REQUIRED ACTION — Give only the number of lines below that contain the word "query".

RECORDS —
*** Block opens ***
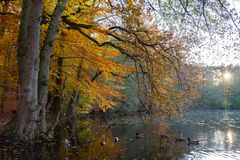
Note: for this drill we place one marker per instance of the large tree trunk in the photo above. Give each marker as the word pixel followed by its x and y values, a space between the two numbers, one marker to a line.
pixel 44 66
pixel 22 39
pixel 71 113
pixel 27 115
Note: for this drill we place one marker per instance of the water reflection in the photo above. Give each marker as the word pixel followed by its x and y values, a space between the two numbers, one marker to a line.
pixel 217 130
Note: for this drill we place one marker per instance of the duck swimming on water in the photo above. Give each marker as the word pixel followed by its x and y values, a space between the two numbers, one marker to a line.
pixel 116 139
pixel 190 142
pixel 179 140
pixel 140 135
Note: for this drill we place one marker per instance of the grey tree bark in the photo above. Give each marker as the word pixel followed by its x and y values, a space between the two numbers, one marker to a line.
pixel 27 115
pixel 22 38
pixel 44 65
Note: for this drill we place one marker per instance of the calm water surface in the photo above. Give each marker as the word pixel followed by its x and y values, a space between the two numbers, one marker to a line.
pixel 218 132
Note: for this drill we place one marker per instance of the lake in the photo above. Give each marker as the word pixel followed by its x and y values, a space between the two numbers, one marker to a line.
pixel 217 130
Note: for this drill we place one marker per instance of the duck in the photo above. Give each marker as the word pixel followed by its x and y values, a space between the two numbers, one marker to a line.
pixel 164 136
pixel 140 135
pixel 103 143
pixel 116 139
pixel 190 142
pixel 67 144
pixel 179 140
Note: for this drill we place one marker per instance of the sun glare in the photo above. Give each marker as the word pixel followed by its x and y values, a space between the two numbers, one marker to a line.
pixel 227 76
*** Block closes ***
*** Block opens ***
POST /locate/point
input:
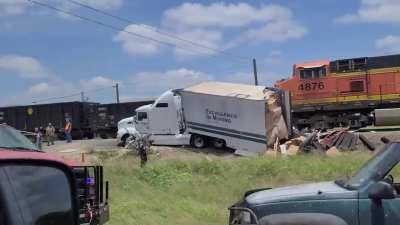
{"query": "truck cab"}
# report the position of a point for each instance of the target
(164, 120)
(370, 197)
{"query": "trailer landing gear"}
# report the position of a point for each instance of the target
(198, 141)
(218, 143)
*** Block closes ***
*** Block opens ***
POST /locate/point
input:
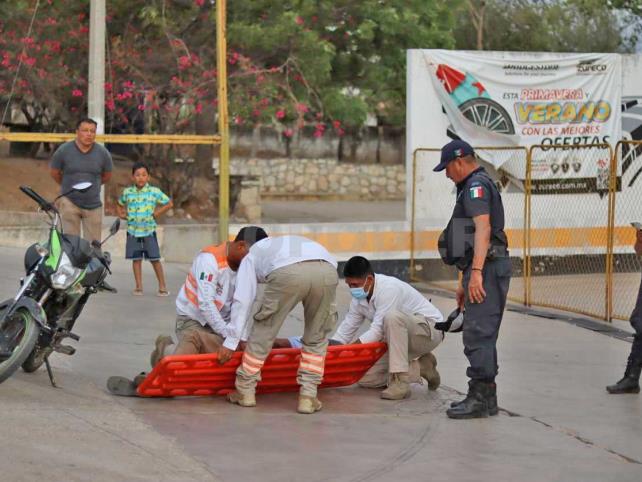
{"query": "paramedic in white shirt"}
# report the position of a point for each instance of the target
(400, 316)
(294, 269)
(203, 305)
*** Block closes ***
FINISHED TASK — 3